■ Exercise
Rewrite everything from the start of the entries down to and including the line containing "(1021, 270)", keeping the requests as they are. Multiply each point coordinate in the answers by 1.65 and round the result to the nearest whole number, rounding halves up.

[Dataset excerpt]
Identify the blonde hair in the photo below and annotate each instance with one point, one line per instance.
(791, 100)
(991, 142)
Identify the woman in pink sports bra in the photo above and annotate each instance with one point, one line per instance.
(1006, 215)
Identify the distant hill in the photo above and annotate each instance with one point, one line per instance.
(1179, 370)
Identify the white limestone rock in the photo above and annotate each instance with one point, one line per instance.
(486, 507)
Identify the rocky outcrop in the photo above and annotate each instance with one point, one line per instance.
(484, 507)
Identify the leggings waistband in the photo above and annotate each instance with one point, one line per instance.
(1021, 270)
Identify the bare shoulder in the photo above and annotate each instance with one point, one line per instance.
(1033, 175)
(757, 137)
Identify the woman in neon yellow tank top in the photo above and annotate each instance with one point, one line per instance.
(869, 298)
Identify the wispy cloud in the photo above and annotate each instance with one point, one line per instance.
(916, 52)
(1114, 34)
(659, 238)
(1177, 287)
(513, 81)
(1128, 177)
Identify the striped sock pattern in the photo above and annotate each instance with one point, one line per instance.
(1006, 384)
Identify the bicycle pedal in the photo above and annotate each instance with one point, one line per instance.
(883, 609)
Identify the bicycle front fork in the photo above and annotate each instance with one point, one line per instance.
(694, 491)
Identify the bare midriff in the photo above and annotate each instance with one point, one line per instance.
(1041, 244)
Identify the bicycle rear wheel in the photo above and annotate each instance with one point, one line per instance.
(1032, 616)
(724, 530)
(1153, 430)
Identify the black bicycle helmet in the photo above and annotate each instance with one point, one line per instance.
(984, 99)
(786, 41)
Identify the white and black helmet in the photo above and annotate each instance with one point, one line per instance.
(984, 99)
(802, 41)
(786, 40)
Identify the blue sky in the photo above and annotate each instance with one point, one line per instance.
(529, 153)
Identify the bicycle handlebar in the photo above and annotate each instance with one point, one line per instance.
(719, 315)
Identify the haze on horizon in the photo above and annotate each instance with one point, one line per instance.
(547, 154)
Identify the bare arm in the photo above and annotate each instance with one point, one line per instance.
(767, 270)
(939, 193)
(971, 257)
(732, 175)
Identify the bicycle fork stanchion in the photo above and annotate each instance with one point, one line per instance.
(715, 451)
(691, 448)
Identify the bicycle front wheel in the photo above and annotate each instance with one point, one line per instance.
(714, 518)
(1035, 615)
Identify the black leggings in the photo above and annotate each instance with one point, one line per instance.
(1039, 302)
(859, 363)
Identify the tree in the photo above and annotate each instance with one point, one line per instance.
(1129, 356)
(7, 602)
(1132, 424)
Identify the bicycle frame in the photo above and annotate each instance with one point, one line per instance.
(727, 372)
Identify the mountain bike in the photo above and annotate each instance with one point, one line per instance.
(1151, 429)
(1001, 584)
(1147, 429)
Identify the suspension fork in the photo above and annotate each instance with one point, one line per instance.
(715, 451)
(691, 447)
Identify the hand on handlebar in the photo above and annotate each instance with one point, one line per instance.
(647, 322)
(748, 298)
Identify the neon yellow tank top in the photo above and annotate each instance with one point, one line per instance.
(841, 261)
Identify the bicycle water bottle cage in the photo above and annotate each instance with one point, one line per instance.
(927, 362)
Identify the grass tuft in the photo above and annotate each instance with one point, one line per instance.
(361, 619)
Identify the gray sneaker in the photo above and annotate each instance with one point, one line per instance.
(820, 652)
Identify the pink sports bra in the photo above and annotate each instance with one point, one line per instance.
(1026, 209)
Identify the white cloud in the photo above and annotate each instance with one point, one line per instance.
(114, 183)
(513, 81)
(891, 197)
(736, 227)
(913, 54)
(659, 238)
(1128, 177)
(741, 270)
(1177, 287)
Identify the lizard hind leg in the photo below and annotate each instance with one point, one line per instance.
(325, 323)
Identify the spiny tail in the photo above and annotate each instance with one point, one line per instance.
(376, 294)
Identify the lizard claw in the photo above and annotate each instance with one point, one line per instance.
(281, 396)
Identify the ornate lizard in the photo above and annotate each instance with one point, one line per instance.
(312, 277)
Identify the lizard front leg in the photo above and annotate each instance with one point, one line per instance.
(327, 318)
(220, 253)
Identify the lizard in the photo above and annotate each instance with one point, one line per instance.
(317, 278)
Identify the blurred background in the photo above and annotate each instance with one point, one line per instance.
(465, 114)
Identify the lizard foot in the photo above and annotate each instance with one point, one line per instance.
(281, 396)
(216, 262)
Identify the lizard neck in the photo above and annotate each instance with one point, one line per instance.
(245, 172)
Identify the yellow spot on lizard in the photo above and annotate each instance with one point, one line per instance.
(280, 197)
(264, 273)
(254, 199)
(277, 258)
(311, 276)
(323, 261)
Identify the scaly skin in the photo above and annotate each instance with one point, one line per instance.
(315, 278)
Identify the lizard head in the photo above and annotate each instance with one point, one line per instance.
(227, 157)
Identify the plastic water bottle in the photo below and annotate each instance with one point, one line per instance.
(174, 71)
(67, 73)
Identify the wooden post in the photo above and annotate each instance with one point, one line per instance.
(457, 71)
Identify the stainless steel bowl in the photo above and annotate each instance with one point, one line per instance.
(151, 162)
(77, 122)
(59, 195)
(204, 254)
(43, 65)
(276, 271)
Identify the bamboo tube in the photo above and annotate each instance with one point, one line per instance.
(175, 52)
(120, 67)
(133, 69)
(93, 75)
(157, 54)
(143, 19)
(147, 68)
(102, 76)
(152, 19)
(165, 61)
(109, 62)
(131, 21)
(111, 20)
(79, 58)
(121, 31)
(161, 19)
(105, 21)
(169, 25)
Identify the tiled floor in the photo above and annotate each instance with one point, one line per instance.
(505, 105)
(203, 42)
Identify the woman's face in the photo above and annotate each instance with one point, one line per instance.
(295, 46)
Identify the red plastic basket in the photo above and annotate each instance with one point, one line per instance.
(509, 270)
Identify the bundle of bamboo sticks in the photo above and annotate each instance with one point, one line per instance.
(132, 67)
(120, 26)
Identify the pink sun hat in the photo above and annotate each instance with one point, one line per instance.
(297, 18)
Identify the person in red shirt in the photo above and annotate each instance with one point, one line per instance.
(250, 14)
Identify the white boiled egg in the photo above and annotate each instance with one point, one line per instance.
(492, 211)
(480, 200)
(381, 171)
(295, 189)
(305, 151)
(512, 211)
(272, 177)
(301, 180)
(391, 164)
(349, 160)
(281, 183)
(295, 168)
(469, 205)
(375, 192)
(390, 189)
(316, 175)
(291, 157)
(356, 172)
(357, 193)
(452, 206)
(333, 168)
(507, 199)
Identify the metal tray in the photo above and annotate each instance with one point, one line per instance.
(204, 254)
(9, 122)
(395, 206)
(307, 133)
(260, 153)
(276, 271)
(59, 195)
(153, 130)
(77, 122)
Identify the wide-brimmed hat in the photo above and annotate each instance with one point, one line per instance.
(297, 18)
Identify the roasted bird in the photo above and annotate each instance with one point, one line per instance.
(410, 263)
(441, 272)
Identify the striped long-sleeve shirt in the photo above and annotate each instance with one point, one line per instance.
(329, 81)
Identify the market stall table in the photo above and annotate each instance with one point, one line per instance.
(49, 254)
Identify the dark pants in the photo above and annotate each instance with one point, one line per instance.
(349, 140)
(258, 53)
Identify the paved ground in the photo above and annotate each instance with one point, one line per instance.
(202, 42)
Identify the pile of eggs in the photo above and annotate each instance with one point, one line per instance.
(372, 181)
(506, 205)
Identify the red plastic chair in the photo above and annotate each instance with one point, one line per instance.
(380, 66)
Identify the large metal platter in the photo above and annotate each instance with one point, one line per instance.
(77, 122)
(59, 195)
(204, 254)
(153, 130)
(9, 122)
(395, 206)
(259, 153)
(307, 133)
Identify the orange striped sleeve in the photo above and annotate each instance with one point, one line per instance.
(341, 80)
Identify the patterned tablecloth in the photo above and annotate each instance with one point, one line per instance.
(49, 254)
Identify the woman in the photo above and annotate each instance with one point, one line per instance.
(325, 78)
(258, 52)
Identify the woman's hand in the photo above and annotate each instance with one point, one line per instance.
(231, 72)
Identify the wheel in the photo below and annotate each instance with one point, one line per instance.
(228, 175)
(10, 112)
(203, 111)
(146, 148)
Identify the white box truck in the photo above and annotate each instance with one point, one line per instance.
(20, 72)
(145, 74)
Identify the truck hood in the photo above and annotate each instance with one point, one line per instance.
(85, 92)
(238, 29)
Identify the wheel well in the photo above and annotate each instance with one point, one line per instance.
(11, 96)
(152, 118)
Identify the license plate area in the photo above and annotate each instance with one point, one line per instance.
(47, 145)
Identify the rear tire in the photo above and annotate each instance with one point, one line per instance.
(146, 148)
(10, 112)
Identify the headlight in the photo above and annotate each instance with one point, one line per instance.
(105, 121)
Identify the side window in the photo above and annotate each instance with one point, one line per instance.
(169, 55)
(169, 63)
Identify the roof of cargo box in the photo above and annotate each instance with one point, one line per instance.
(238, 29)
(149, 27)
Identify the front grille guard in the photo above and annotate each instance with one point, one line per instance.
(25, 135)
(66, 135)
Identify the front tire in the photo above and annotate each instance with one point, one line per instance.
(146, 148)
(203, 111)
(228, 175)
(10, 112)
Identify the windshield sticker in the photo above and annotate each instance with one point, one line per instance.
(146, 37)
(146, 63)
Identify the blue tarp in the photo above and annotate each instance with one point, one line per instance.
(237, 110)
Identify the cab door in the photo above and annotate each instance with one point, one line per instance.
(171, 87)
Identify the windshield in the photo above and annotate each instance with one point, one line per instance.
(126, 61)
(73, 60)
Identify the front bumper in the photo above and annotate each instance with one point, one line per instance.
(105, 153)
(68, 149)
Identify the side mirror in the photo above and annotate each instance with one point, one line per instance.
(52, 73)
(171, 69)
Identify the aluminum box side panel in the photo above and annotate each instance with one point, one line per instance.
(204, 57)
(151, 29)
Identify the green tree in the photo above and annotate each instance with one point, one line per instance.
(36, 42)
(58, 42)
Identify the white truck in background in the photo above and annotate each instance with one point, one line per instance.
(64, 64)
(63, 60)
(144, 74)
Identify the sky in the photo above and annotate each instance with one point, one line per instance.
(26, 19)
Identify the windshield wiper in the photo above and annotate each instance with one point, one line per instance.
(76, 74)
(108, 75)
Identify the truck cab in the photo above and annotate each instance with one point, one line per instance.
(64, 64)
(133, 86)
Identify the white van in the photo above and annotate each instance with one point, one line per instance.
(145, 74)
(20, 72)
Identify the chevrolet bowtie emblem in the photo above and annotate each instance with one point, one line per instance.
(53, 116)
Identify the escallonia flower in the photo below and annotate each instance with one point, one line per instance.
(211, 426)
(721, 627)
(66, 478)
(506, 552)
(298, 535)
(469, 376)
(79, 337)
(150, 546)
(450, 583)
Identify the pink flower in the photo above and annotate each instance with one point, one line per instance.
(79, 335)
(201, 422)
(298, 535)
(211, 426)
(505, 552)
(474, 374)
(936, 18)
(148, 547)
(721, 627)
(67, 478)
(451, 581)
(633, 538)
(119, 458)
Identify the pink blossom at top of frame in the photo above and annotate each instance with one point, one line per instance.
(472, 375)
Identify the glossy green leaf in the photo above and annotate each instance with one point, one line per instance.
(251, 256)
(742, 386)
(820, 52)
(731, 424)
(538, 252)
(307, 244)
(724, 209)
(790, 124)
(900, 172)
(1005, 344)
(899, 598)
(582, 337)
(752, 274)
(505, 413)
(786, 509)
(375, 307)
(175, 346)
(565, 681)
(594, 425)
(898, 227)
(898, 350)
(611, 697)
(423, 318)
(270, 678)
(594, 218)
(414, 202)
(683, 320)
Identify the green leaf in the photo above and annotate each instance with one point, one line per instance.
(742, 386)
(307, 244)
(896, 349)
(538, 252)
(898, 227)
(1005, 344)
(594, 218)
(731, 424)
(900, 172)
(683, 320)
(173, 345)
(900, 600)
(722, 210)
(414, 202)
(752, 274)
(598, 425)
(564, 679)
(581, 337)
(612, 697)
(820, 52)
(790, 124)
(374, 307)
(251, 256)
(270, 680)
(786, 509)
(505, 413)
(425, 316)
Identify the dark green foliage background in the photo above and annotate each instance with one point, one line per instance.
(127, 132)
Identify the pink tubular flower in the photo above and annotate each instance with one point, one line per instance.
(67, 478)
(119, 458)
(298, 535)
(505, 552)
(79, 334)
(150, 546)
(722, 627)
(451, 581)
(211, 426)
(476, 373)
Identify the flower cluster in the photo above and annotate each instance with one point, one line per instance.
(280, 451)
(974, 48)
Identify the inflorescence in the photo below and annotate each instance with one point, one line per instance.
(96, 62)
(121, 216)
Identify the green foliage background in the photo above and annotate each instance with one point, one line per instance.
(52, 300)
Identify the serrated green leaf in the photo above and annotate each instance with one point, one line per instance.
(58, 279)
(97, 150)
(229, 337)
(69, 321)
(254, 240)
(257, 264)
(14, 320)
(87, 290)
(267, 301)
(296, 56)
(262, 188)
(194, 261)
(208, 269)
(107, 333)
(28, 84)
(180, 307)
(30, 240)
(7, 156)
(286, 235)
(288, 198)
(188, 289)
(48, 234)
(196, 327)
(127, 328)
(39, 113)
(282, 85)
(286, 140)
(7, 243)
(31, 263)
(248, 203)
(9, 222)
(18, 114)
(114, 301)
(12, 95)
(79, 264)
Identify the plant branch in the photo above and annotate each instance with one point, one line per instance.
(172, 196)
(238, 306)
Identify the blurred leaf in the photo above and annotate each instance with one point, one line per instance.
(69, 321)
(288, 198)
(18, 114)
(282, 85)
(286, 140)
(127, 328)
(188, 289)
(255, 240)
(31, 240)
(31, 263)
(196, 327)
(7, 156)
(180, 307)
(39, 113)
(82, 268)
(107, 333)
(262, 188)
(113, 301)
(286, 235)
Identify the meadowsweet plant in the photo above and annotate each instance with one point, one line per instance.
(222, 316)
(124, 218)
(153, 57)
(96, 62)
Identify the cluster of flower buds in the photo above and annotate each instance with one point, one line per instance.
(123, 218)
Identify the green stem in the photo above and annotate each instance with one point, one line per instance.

■ Response to this task
Identify the blonde hair in the photo below and annotate each instance with one point, one line per instance.
(1305, 165)
(1635, 234)
Identify the woman in pink sports bra in the photo above and annotate each instance with one point, one line per instance.
(1660, 355)
Identify the distant hill in the photo above and annotate each instance with one point, one line per instance.
(1945, 611)
Identify the white limestone rock in the photo above and annotate each instance with one point, one line per instance.
(802, 837)
Identify the rocky outcrop in the photo above and annotate each instance with one point, one line per instance.
(799, 837)
Identify the leggings waistband in the photo above and annotate each instance with one point, one line per instance.
(1685, 446)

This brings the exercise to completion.